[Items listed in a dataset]
------------------------------------------------

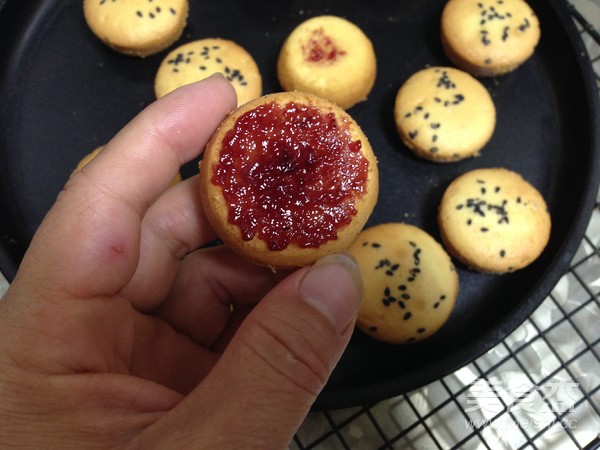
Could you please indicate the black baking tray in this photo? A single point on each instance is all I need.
(63, 93)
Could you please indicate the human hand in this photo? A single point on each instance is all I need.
(118, 332)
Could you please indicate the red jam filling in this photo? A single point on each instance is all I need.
(321, 48)
(290, 174)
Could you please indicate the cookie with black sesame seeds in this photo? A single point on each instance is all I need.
(489, 37)
(411, 285)
(493, 220)
(199, 59)
(136, 27)
(331, 57)
(444, 114)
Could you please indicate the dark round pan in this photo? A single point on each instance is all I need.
(63, 93)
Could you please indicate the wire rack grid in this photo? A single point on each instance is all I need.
(538, 389)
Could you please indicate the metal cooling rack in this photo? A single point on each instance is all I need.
(506, 399)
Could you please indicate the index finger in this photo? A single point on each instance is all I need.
(89, 242)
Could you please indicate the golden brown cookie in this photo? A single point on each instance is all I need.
(444, 114)
(330, 57)
(288, 178)
(136, 27)
(410, 282)
(199, 59)
(493, 220)
(489, 37)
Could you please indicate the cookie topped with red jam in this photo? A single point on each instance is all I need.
(288, 178)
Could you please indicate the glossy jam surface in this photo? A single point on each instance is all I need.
(320, 48)
(290, 175)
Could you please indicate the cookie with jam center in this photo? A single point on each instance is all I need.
(493, 220)
(288, 178)
(489, 37)
(199, 59)
(136, 27)
(444, 114)
(411, 285)
(330, 57)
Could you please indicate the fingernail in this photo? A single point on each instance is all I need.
(333, 285)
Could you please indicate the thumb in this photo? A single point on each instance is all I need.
(263, 386)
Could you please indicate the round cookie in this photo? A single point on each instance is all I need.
(136, 27)
(199, 59)
(444, 114)
(90, 156)
(410, 283)
(288, 178)
(330, 57)
(493, 220)
(489, 37)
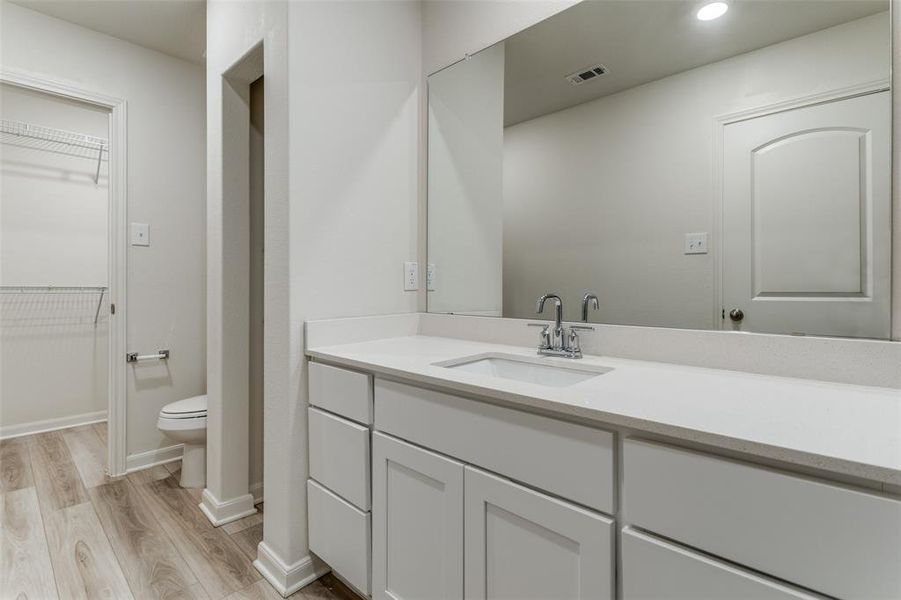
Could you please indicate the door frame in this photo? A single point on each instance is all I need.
(117, 244)
(719, 130)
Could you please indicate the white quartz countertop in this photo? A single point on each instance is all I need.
(845, 429)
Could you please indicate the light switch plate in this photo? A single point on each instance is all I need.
(411, 276)
(430, 277)
(140, 234)
(696, 243)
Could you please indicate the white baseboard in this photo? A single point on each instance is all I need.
(11, 431)
(151, 458)
(222, 512)
(287, 579)
(256, 490)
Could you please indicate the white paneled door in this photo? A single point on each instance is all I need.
(807, 220)
(523, 545)
(417, 523)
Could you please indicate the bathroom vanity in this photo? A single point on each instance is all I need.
(716, 194)
(641, 480)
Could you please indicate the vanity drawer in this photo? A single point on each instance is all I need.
(653, 568)
(827, 538)
(569, 460)
(343, 392)
(339, 456)
(340, 535)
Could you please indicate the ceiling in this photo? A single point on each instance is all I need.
(640, 41)
(173, 27)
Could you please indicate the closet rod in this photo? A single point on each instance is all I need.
(52, 288)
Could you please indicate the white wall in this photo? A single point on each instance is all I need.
(53, 231)
(165, 189)
(617, 182)
(452, 29)
(465, 186)
(338, 224)
(233, 30)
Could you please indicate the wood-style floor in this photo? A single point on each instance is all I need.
(67, 531)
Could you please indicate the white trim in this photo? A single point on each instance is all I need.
(287, 579)
(117, 230)
(152, 458)
(219, 513)
(719, 126)
(256, 490)
(11, 431)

------------------------------------------------

* Goal of the exercise *
Set down exactly, and only, the lines from the one containing "Could you please indicate the closet" through the final line of the entries above.

* Solved exercise *
Could you please indicate the closet rod in this photo? A single point on each instance is all I need.
(52, 288)
Could you please indicate the white wall in this photo? A single point on each instance is all I need.
(53, 231)
(165, 189)
(617, 182)
(452, 29)
(465, 186)
(338, 224)
(233, 30)
Could you please indicate the wood-style floor in this photo? A single point on each instance is all I need.
(67, 531)
Could you please indicate the white trim in this photo? A single point on each instance is all I need.
(287, 579)
(117, 230)
(152, 458)
(219, 513)
(719, 126)
(256, 490)
(11, 431)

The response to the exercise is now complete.